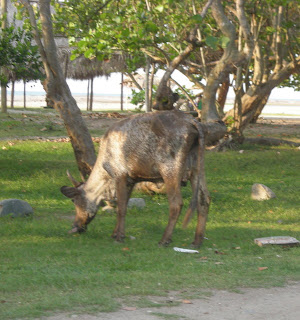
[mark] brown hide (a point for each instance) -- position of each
(163, 147)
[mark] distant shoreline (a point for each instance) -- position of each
(113, 102)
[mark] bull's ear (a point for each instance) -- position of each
(69, 192)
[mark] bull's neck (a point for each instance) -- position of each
(98, 186)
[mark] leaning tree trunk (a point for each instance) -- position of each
(256, 96)
(57, 91)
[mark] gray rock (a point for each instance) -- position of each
(15, 208)
(261, 192)
(136, 202)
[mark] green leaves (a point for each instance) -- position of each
(212, 42)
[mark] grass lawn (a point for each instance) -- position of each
(44, 270)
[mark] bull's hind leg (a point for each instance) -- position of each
(123, 191)
(202, 208)
(175, 205)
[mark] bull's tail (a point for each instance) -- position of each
(199, 171)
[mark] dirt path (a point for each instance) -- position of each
(249, 304)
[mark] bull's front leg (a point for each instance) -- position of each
(123, 191)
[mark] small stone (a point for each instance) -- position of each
(261, 192)
(15, 208)
(108, 209)
(136, 202)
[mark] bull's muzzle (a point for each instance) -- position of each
(77, 229)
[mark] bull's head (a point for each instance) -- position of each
(84, 211)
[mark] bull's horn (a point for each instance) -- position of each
(73, 230)
(74, 182)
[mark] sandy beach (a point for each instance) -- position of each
(100, 102)
(113, 102)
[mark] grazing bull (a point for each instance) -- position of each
(167, 147)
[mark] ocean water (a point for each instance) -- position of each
(275, 106)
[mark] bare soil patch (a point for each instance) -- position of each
(247, 304)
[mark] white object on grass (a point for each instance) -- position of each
(185, 250)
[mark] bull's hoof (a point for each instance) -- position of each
(118, 237)
(164, 243)
(196, 244)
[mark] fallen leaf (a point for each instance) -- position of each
(187, 301)
(263, 268)
(129, 308)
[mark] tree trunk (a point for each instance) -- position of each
(257, 95)
(222, 95)
(24, 93)
(122, 91)
(147, 85)
(164, 97)
(58, 92)
(2, 70)
(91, 95)
(88, 96)
(12, 94)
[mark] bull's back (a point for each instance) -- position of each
(140, 145)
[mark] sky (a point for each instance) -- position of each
(112, 85)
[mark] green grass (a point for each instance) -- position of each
(44, 270)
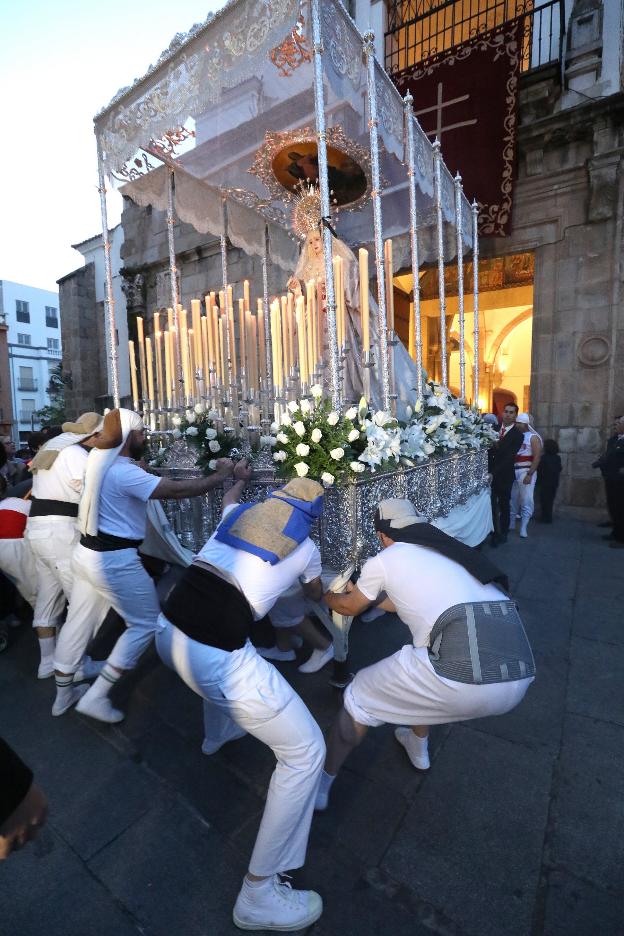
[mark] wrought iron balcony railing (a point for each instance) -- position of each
(420, 29)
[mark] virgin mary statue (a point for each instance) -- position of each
(311, 265)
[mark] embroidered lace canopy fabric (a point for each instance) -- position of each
(244, 84)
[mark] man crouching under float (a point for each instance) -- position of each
(469, 656)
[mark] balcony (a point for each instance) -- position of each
(419, 30)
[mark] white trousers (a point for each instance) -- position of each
(101, 580)
(404, 689)
(52, 541)
(522, 496)
(244, 689)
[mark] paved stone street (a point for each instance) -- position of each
(517, 829)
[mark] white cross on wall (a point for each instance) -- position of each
(438, 107)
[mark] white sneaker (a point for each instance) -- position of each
(211, 747)
(99, 708)
(318, 660)
(274, 905)
(90, 669)
(406, 738)
(46, 669)
(67, 697)
(274, 653)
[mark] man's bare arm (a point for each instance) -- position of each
(168, 489)
(314, 589)
(242, 474)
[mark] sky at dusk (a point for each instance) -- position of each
(60, 63)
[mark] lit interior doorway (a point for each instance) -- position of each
(505, 328)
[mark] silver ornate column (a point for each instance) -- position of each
(475, 300)
(411, 172)
(173, 276)
(319, 108)
(373, 123)
(109, 302)
(437, 175)
(460, 285)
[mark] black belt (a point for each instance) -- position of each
(106, 542)
(49, 508)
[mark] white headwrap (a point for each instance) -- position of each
(73, 433)
(118, 424)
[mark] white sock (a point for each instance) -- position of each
(257, 884)
(105, 682)
(420, 744)
(46, 646)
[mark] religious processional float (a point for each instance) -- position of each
(272, 127)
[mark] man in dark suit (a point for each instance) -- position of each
(611, 465)
(502, 458)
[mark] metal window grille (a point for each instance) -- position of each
(420, 29)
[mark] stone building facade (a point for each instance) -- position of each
(569, 211)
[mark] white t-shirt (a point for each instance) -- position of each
(65, 479)
(422, 584)
(260, 582)
(124, 494)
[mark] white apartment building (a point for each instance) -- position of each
(34, 344)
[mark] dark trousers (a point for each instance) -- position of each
(615, 505)
(547, 493)
(501, 497)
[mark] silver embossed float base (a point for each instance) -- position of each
(345, 532)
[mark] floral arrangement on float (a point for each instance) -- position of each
(314, 440)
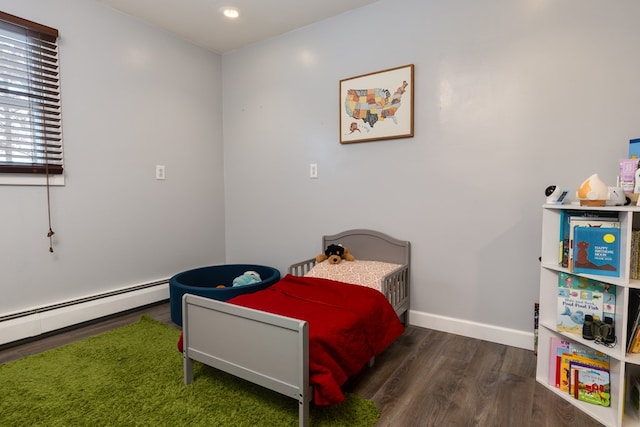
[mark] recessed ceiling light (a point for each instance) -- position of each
(230, 12)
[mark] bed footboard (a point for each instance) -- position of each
(266, 349)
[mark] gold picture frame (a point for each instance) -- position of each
(377, 105)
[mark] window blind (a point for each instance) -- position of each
(30, 116)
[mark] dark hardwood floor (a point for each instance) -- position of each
(425, 378)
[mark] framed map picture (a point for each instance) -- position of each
(377, 105)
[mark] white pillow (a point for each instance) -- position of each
(358, 272)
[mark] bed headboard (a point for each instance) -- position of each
(371, 245)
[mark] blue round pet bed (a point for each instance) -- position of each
(203, 281)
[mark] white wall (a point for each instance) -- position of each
(510, 97)
(135, 96)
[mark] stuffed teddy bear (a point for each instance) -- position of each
(335, 254)
(247, 278)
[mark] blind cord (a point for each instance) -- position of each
(46, 171)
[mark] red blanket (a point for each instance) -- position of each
(348, 324)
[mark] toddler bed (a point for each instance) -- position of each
(303, 336)
(381, 262)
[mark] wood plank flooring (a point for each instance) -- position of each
(425, 378)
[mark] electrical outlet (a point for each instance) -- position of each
(160, 172)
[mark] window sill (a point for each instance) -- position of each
(25, 179)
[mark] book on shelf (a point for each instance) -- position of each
(634, 268)
(590, 384)
(565, 229)
(580, 296)
(562, 352)
(634, 394)
(596, 250)
(582, 222)
(633, 323)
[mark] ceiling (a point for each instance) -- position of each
(202, 23)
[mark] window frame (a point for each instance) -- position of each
(33, 93)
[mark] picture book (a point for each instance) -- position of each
(634, 258)
(590, 384)
(596, 250)
(634, 394)
(590, 223)
(560, 347)
(579, 296)
(633, 319)
(587, 360)
(557, 347)
(565, 217)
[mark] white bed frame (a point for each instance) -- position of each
(272, 350)
(374, 246)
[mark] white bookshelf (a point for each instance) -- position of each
(620, 413)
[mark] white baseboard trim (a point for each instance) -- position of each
(497, 334)
(43, 321)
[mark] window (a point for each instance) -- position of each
(30, 116)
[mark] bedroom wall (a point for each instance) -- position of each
(136, 96)
(510, 97)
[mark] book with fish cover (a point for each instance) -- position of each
(579, 296)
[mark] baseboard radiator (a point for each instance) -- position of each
(42, 320)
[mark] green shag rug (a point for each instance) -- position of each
(132, 376)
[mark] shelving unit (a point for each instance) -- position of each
(620, 413)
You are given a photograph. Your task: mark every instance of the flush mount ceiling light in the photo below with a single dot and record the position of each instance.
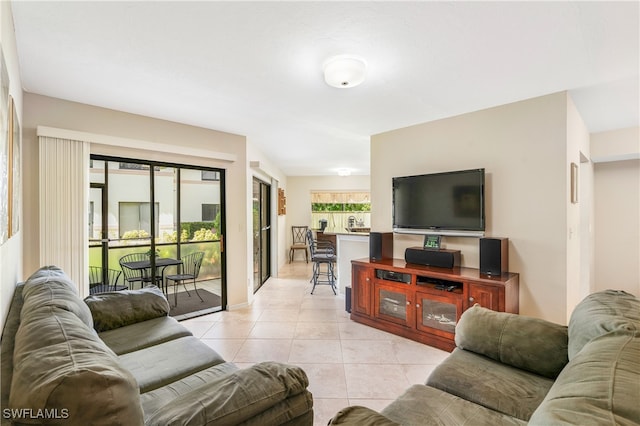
(344, 71)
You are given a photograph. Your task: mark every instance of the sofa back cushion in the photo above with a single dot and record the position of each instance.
(598, 387)
(62, 368)
(527, 343)
(600, 313)
(50, 286)
(121, 308)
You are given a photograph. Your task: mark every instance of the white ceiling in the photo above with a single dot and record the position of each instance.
(255, 68)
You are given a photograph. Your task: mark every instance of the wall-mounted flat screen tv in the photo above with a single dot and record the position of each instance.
(450, 203)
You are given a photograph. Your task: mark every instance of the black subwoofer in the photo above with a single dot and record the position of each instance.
(494, 256)
(380, 245)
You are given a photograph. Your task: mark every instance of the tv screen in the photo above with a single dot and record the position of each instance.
(440, 203)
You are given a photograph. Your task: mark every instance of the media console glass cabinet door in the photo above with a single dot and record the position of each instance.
(424, 303)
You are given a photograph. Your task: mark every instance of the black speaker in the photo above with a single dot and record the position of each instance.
(380, 245)
(441, 258)
(494, 256)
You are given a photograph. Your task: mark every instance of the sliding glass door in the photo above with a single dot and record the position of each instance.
(261, 233)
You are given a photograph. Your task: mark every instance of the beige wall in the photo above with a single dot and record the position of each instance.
(56, 113)
(617, 209)
(523, 147)
(579, 214)
(11, 271)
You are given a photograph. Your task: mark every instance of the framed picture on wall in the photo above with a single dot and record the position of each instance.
(14, 170)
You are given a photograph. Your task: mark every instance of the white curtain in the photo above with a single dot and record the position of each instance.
(64, 195)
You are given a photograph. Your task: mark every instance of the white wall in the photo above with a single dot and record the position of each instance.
(617, 209)
(579, 214)
(260, 167)
(11, 271)
(523, 148)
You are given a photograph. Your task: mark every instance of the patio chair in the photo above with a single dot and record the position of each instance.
(187, 271)
(132, 276)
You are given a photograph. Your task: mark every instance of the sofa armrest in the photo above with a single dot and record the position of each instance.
(527, 343)
(121, 308)
(360, 416)
(234, 398)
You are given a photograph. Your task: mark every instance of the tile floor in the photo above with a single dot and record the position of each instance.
(347, 363)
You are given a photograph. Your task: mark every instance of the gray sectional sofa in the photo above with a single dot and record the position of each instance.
(509, 369)
(119, 359)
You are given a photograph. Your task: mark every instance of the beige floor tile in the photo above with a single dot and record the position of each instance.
(347, 363)
(198, 328)
(317, 330)
(417, 374)
(410, 352)
(246, 314)
(273, 330)
(229, 330)
(350, 330)
(368, 352)
(381, 381)
(375, 404)
(227, 348)
(258, 350)
(279, 315)
(322, 315)
(325, 408)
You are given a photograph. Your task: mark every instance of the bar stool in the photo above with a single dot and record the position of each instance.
(323, 258)
(299, 242)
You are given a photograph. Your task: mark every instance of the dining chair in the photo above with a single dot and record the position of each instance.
(299, 242)
(188, 270)
(97, 284)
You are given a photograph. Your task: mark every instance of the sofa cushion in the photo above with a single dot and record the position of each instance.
(425, 406)
(599, 386)
(256, 391)
(61, 366)
(484, 381)
(143, 334)
(167, 362)
(357, 415)
(531, 344)
(120, 308)
(600, 313)
(156, 399)
(50, 286)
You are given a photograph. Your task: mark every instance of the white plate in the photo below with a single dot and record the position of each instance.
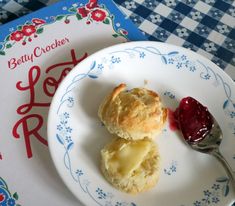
(76, 135)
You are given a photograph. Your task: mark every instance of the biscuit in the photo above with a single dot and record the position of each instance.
(131, 166)
(133, 114)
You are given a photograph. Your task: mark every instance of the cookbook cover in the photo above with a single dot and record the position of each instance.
(36, 52)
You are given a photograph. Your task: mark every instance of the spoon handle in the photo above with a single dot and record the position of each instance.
(227, 167)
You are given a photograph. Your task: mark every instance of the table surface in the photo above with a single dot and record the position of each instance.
(206, 27)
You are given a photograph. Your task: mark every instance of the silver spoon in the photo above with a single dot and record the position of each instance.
(210, 145)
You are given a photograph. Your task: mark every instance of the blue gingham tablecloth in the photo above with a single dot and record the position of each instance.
(206, 27)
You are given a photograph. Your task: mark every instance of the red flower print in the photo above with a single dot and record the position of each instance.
(123, 32)
(28, 30)
(82, 11)
(38, 21)
(16, 36)
(92, 4)
(98, 15)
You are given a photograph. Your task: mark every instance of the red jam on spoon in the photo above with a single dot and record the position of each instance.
(193, 119)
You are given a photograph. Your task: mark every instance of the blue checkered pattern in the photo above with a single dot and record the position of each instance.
(12, 9)
(206, 27)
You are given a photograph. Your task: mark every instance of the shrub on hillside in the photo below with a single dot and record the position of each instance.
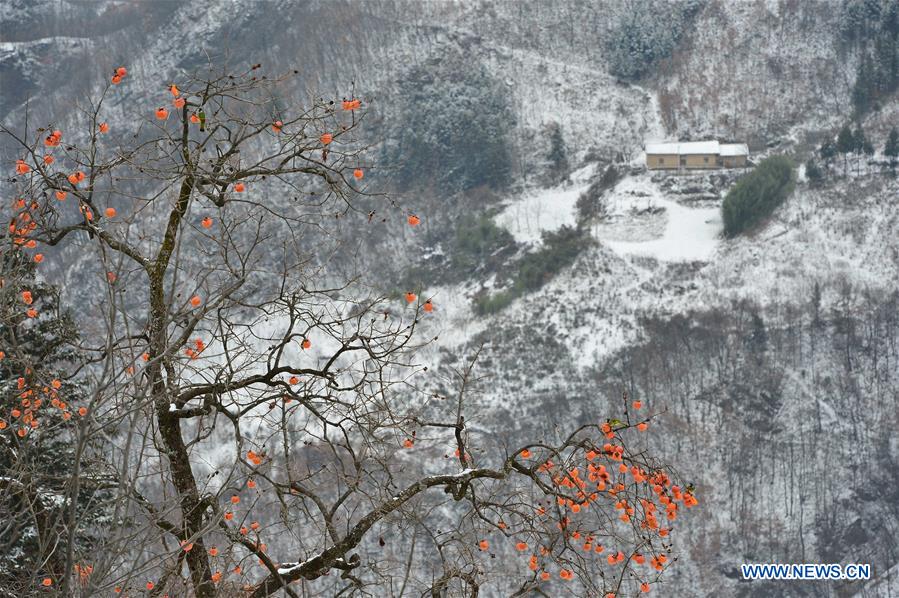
(559, 250)
(452, 128)
(478, 238)
(647, 32)
(756, 195)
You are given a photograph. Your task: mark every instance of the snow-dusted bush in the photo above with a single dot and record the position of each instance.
(452, 129)
(646, 33)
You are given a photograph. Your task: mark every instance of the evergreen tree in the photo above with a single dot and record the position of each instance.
(862, 145)
(813, 173)
(757, 195)
(845, 144)
(40, 438)
(891, 148)
(558, 154)
(828, 151)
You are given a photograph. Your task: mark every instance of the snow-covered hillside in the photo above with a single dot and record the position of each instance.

• _Work to complete_: The line that contains "the red flower" begins the part to retype, and the last line of the records above ends it. Retype both and everything between, exactly, without the pictures.

• _Task solution_:
You are given a photograph. Your task: mark every instance of the red flower print in the photo above with a single dot and record the position of each instance.
(123, 32)
(28, 30)
(82, 11)
(38, 21)
(16, 36)
(92, 4)
(98, 15)
You are given a photograph. Your task: mark every instance of the red jam on spoon in the photo above with a single dot and record the position of each instance.
(193, 119)
You are given a photograph. Your task: mark every instance of the blue checkered pattern in the photo above with a single dot and record the position of each instance.
(12, 9)
(206, 27)
You are given a photograph. Your task: mark every instance of the shrub on hillside in the photo below with a single dot and record the position of each instance.
(559, 250)
(452, 128)
(478, 238)
(647, 32)
(756, 195)
You are given a photograph. Your task: mark every instance of the snow-dusted bush in the photo above with a single dot and record the position of each instance.
(452, 129)
(646, 33)
You are given a photograph. Your task: mark every instance of the evergreen tree in the photo above with a single dot and record the position of each instance.
(862, 145)
(813, 173)
(757, 195)
(845, 144)
(40, 438)
(891, 148)
(558, 154)
(828, 151)
You are given a photograph. Your task: mark every instance of the snow-covered hillside in the photo above with a single dot and record the position of each instance.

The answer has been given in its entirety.